> Exercise objective
Answer these from the query circuit breaker page, one line each:
1. What are the two types of circuit breaker strategies in Doris?
2. What three things does the Runtime Circuit Breaker monitor in real time?
3. What value must the "global" property have to create a user-level blocking rule?

> Passage provided
+--

查询阻断
Query Circuit Breaker is a protection mechanism designed to prevent long-running or resource-intensive queries from negatively impacting the system. When a query exceeds predefined resource or time limits, the circuit breaker automatically terminates the query to avoid adverse effects on system performance, resource utilization, and other queries. This mechanism ensures the stability of the cluster in a multi-user environment, preventing individual queries from depleting system resources, slowing down responses, or causing deadlocks, thereby enhancing overall availability and efficiency. In Doris, there are two types of circuit breaker strategies:
- Planning-time Circuit Breaker (SQL Block Rule): Used to prevent statements that match specific patterns from executing. Blocking rules apply to any SQL statements, including DDL and DML. Typically, blocking rules are configured by database administrators (DBAs) to enhance cluster stability. Examples include:
- Blocking a query that scans too many rows of data
- Blocking a query that scans too many partitions
- Blocking a statement that modifies global variables to prevent unintended cluster configuration changes
- Blocking a query pattern that typically consumes significant resources
- Runtime Circuit Breaker (Workload Policy): Monitors query execution time, data scanned, and memory consumed in real-time to implement rule-based query termination.
SQL Block Rule
Based on the blocking pattern, SQL Block Rules can be classified into:
- Row count blocking rules
- Partition count blocking rules
- Tablet count blocking rules
- SQL regex match blocking rules
- SQL hash value match blocking rules
Blocking rules can also be classified by scope:
- Global-level blocking rules
- User-level blocking rules
使用方法
Global-level Blocking Rule
CREATE SQL_BLOCK_RULE rule_001
PROPERTIES (
"sql"="select \\* from t",
"global" = "true",
"enable" = "true"
)
This creates a global-level blocking rule named rule_001. It uses a regex to block any query that matches select \\* from t
.
Since it's a global-level rule, any user attempting to execute a matching query will be blocked. For example:
MySQL root@127.0.0.1:test> select * from t;
(1105, 'errCode = 2, detailMessage = errCode = 2, detailMessage = sql match regex sql block rule: rule_001')
User-level Blocking Rule
CREATE SQL_BLOCK_RULE rule_001
PROPERTIES (
"sql"="select * from t",
"global" = "false",
"enable" = "true"
)
Unlike global-level rules, user-level rules only apply to specified users. To create a user-level rule, set the "global" property to "false". Additionally, you need to set the sql_block_rules property for the user:
set property for 'root' 'sql_block_rules' = 'rule_001';
With this configuration, the rule_001 blocking rule will apply to the root user.

+--

> Given information
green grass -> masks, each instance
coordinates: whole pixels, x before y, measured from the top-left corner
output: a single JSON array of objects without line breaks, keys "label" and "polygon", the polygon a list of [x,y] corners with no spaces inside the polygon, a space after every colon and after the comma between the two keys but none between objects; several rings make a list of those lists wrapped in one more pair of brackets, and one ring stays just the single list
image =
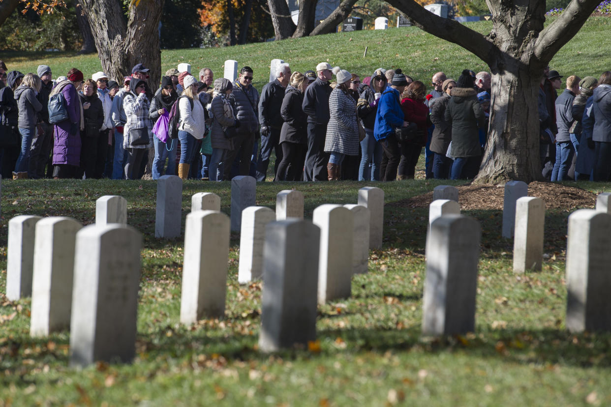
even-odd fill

+--

> Solution for this task
1. Planning-time Circuit Breaker (SQL Block Rule) and Runtime Circuit Breaker (Workload Policy).
2. Query execution time, data scanned, and memory consumed.
3. "false"